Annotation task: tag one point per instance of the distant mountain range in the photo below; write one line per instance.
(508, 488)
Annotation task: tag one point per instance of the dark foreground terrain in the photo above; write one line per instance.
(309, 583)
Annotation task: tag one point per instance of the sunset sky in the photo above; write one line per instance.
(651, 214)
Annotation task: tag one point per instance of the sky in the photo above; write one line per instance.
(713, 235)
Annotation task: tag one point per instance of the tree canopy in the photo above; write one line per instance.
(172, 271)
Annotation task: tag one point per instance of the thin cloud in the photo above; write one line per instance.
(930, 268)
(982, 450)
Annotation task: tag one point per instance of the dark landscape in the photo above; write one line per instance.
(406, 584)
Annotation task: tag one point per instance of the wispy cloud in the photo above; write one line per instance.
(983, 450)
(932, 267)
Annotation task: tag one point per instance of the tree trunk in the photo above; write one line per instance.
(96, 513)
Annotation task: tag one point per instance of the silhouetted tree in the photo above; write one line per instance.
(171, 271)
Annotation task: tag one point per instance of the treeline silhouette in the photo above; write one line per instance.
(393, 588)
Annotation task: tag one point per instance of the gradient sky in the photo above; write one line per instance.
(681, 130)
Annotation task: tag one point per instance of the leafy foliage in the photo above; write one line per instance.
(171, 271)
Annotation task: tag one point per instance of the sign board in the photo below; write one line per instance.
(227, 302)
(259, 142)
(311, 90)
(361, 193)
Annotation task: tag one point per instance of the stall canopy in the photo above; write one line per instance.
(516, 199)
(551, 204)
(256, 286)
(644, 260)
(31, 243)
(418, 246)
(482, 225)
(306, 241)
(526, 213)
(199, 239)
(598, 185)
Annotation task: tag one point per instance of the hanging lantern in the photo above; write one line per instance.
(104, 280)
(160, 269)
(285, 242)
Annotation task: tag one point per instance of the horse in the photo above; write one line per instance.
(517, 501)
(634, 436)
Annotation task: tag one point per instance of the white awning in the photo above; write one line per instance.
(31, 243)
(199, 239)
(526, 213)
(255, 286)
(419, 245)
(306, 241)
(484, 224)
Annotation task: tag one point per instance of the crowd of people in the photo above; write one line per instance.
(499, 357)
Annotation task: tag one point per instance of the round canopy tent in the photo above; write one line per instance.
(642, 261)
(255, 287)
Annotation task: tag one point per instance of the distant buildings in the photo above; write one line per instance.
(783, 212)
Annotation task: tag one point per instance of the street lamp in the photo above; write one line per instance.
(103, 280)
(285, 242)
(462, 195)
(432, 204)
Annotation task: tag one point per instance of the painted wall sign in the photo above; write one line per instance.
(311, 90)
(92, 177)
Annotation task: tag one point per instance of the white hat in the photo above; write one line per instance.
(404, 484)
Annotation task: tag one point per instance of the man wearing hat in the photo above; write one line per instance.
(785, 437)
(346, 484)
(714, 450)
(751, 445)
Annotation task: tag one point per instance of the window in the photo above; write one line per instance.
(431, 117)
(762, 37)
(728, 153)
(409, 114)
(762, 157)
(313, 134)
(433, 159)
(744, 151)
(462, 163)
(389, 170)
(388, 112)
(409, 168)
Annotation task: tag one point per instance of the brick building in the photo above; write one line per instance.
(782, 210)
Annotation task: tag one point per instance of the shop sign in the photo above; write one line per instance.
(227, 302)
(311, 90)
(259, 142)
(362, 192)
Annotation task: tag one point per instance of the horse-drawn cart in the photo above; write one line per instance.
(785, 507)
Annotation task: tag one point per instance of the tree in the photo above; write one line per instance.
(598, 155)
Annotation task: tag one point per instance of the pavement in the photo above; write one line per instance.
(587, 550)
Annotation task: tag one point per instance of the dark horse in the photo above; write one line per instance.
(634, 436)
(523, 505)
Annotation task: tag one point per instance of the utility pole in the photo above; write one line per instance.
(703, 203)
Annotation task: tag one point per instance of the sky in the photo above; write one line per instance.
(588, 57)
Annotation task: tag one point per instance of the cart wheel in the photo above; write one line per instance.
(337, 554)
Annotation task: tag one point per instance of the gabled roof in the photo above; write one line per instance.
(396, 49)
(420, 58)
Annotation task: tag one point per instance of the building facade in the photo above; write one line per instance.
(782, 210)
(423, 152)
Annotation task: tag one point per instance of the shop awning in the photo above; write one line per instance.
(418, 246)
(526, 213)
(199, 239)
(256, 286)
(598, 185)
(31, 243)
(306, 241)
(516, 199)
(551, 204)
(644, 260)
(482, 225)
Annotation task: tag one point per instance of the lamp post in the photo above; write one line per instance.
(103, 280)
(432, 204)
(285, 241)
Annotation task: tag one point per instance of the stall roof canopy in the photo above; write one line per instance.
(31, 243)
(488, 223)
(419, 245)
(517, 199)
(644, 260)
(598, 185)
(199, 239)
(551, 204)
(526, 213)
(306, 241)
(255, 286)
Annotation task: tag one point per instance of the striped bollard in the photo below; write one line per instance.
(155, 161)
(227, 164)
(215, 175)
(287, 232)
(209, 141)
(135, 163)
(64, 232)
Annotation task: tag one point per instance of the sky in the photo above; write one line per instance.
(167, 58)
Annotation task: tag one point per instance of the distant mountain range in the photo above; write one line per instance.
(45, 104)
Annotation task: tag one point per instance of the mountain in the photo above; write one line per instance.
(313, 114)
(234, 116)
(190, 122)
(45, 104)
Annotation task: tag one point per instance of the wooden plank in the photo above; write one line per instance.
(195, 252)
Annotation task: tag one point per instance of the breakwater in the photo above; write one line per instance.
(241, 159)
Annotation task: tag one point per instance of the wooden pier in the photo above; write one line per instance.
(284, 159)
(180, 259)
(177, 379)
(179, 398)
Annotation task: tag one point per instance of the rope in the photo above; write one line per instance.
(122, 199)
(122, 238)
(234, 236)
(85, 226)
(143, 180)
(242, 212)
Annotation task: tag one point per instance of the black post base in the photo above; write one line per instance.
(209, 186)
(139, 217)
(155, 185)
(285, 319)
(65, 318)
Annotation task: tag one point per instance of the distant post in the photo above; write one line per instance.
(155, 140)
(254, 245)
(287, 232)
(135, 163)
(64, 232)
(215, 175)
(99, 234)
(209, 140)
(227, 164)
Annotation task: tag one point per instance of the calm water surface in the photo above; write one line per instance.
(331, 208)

*DESCRIPTION OF THE TASK*: Using the data above, output each line exactly.

*EXERCISE OUTPUT*:
Annotation task: tag one point per instance of the distant mountain range in the photo below; write one line per instance.
(508, 488)
Annotation task: tag one point per instance of the dark foreground terrain in the photo above; write one line per instance.
(309, 583)
Annotation task: tag one point per instance of the sunset sky in the photo above; write one line per instance.
(651, 214)
Annotation task: tag one point per instance of the sky in the photo above; write one line per instance.
(713, 235)
Annotation task: tag one point per instance of the tree canopy in the photo above; write one line per instance.
(172, 271)
Annotation task: tag one point per instance of the thin cloud in the photo above; write one line per instance.
(930, 268)
(982, 450)
Annotation task: tag one point per instance of the dark landscape in the photo above; write one line per instance.
(406, 584)
Annotation task: tag one point per instance of the wispy cloud in the photo above; write one line per instance.
(983, 450)
(932, 267)
Annotation task: tag one point per instance of the tree trunk in the photo above; write one line per instance.
(96, 513)
Annotation task: tag one point per instance of the silhouetted tree in the photo above; write one line per instance.
(171, 271)
Annotation task: tag one point per instance of the treeline silhouette in the photo above; write one line per instance.
(393, 588)
Annotation task: tag one point per instance of the gradient sky in the photo above; write one line per instance.
(681, 130)
Annotation task: tag one point per instance of the leafy foliage in the photo above; write one line per instance.
(171, 271)
Annotation task: tag one point per instance of the sign board in the photo below; write one line per instance.
(227, 302)
(259, 142)
(311, 90)
(361, 193)
Annotation task: tag one point per instance of the stall canopy in the photo above; write one line per instance.
(516, 199)
(551, 204)
(256, 286)
(644, 260)
(31, 243)
(418, 246)
(482, 225)
(306, 241)
(526, 213)
(199, 239)
(598, 185)
Annotation task: tag one point per instance of the hanging lantern in the photo above; write one line per instance.
(104, 280)
(160, 269)
(285, 242)
Annotation task: tag one point per instance of the horse in the photo above; write one line per instance.
(517, 501)
(634, 436)
Annotation task: tag one point per instance of the white awning in the photo above; write one line per instance.
(31, 243)
(199, 239)
(526, 213)
(255, 286)
(419, 245)
(306, 241)
(484, 224)
Annotation task: tag one point per instance of the crowd of people in the photo above; write one line per instance.
(499, 357)
Annotation task: tag one point per instance of the round canopy tent in the photo above; write one line per instance.
(642, 261)
(255, 287)
Annotation task: tag one point per instance of the distant buildings in the photo above; write one line per instance.
(783, 212)
Annotation task: tag one point per instance of the street lamp in the photo above; write one line per instance.
(103, 280)
(285, 242)
(462, 195)
(432, 204)
Annotation task: tag one point per instance of the painted wall sign in the photo above; write one line per instance.
(311, 90)
(92, 177)
Annotation task: tag one point per instance of the white hat in the photo above; write one line per instance.
(404, 484)
Annotation task: tag one point per instance of the man wearing hat in the photo above; write one line per instance.
(785, 437)
(346, 484)
(714, 450)
(751, 445)
Annotation task: tag one point per instance of the window in the photo above; write one line per instance.
(431, 117)
(762, 37)
(728, 153)
(409, 114)
(762, 157)
(313, 134)
(433, 159)
(744, 151)
(462, 163)
(389, 170)
(388, 112)
(409, 168)
Annotation task: tag one point per instance of the brick building in the photo above; write one line per instance.
(782, 210)
Annotation task: tag one point per instance of the shop sign in the photo above; write one line per instance.
(227, 302)
(311, 90)
(259, 142)
(362, 192)
Annotation task: tag one point per instance of the horse-drawn cart in the photo above; write one line per instance.
(785, 507)
Annotation task: tag one point per instance of the tree in the photo above; write one line per instance.
(598, 155)
Annotation task: tag one point per instance of the pavement in the photo above; write one line per instance.
(587, 550)
Annotation task: tag one point per instance of the dark horse in the photo above; write one line per instance.
(634, 436)
(523, 505)
Annotation task: tag one point per instance of the utility pole in the photo above; write one line per instance.
(703, 203)
Annotation task: tag one point per instance of the sky in the photo above; write one line per instance.
(588, 57)
Annotation task: tag one point per instance of the cart wheel in the photo above; write one line per instance.
(337, 554)
Annotation task: tag one point per instance of the gabled roof in the photo above; write one line per instance.
(396, 49)
(420, 58)
Annotation task: tag one point per instance of the building facade in the photo above; write one line per instance.
(782, 210)
(423, 152)
Annotation task: tag one point per instance of the shop awning in the photo above; write one line per instance.
(418, 246)
(526, 213)
(199, 239)
(256, 286)
(598, 185)
(31, 243)
(306, 241)
(516, 199)
(551, 204)
(644, 260)
(482, 225)
Annotation task: tag one point per instance of the lamp post in the photo above; write one line per instance.
(103, 280)
(432, 204)
(285, 241)
Annotation task: tag one point per instance of the stall roof canopy in the photo above; write one line per instance.
(31, 243)
(488, 223)
(419, 245)
(517, 199)
(644, 260)
(598, 185)
(199, 239)
(551, 204)
(526, 213)
(306, 241)
(255, 286)
Annotation task: tag one point per instance of the striped bollard in the photo below; write one line per instance.
(155, 161)
(227, 164)
(215, 175)
(287, 232)
(209, 141)
(135, 163)
(64, 232)
Annotation task: tag one point per instance of the sky in the photo above; write one line per instance.
(167, 58)
Annotation task: tag one point per instance of the distant mountain range in the photo above; write one line per instance.
(45, 104)
Annotation task: tag one point per instance of the mountain in the photo above; write one line per instance.
(313, 114)
(234, 116)
(190, 122)
(45, 104)
Annotation task: tag one point per instance of the wooden plank in the photo above; write one line per instance.
(195, 252)
Annotation task: tag one point per instance of the breakwater in the photo above; write one line per instance.
(241, 159)
Annotation task: tag one point per instance of the wooden pier in the photo above; write one line per instance.
(284, 159)
(180, 259)
(177, 379)
(179, 398)
Annotation task: tag one point per instance of the rope in the photo above; write one line per instance.
(122, 199)
(122, 238)
(234, 236)
(85, 226)
(143, 180)
(242, 212)
Annotation task: tag one point per instance of the black post base in the photo above; write one line per instance.
(209, 186)
(139, 217)
(155, 185)
(285, 319)
(65, 318)
Annotation task: tag one point per instance of the distant post in the photo above; write one line per instance.
(155, 140)
(254, 245)
(287, 232)
(135, 163)
(64, 232)
(215, 175)
(99, 234)
(209, 140)
(227, 164)
Annotation task: tag one point per instance of the calm water surface in the photo above; write one line per instance.
(331, 208)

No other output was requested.